::: SUPPLIED ENTRIES

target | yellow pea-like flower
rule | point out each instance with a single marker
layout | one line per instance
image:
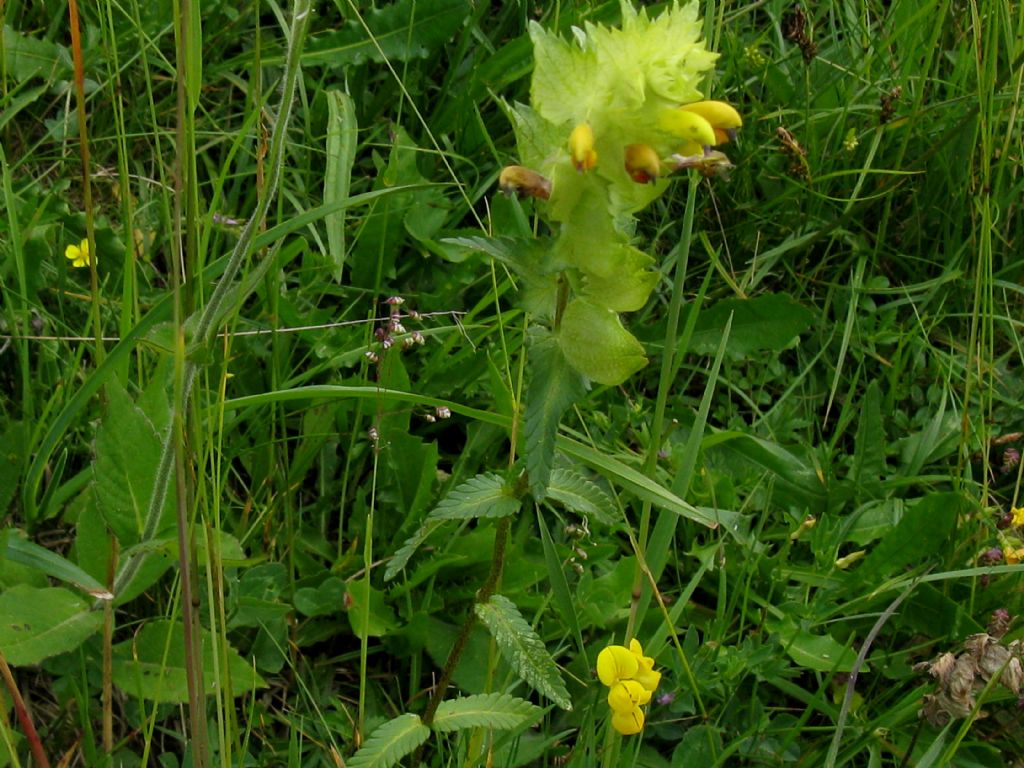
(642, 164)
(626, 694)
(722, 117)
(615, 663)
(628, 723)
(582, 147)
(515, 179)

::::::

- _GOAL_:
Write out the records again, swapping every "instance" for "occurrence" and keeping everything else the same. Omit the pictures from your answer.

- _WRITTEN SOLUTION_:
target | yellow pea-like flower
rule | point out each occurrence with a single marker
layout | one line per occurrence
image:
(642, 164)
(626, 694)
(722, 117)
(615, 663)
(628, 723)
(582, 147)
(515, 179)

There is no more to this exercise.